• What to work on
Pick up the question below about selecting maximally separated points from a union of closed intervals and continue it from its final sentence.
## begin Quoted text
# Simple algorithm to select separated points in closed intervals

Within the internal logic of a feature I'm working on, I've run into a need for a solution to essentially this problem:

$$S$$ is a finite union of $$K \geq 1$$ closed intervals,

$$S = [a_1,b_1] \cup \cdots \cup [a_K,b_K].$$

Select $$N \geq 2$$ points $$x_i \in S$$, maximizing the smallest difference between any pair of points:

$$\Delta = \min_{i \neq j} |x_i-x_j|.$$

In my case, the intervals are already disjoint and sorted ($$a_1 \leq b_1 < a_2 \leq b_2 < \ldots < a_K \leq b_K$$), and solutions are only needed for "small" cases: $$K$$ and $$N$$ will both typically be 10 or smaller, and $$K+N$$ can never be more than 30. Since the numbers are small, it's more important to have a simple and maintainable solution than one with the best possible asymptotic computational complexity, though it's probably good to avoid an exponential- or factorial-time solution if reasonable.

What is a straightforward and effective algorithm for this problem, given these limits on the interval and point counts?
## end Quoted text
## begin Dataset extract
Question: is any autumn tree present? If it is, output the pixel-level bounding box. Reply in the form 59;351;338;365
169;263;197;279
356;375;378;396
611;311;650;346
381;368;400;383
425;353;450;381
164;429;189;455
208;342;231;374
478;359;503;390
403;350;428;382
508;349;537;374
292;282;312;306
## end Dataset extract
• Expected answer
I did notice this existing question about the same problem, but it's asking about asymptotic complexity and about the effects of having overlapping intervals vs. intervals already normalized to disjoint ones. (Also, it currently has no answers.) Since it mentions linear programming, distance constraints, and Bellman-Ford, I looked into those on Wikipedia. But not being very familiar with those topics, I didn't really see how the problem translates into a graph path optimization problem. And I suspect implementing this sort of algorithm might be more complicated than I really need in my case.

I have worked out how to reduce the problem from selecting real/rational values to selecting natural number parameters: If $$C_i$$ of the points are to be chosen from interval $$[a_i,b_i]$$, then

$$\sum_{i=1}^K C_i = N \\ \Delta = \min_{1 \leq i \leq j \leq K} \frac{b_j-a_i}{-1+\sum_{\ell=i}^j C_\ell},$$

ignoring the terms with denominator $$0$$ or $$-1$$. And the point coordinates of a valid solution can be determined from knowing which of the $${K\choose 2}$$ fractions in this $$\Delta$$ expression are exactly equal to $$\Delta$$.

So the dumbest brute force approach would be to find $$\Delta$$ for each of the $${{K+N-1}\choose{N}}$$ possible partitions of $$N$$ into $$K$$ ordered buckets. One obvious improvement: $$a_1$$ and $$b_K$$ can always be two of the selected points. But that's probably way too many possibilities even with $$N$$ and $$K$$ just around 10.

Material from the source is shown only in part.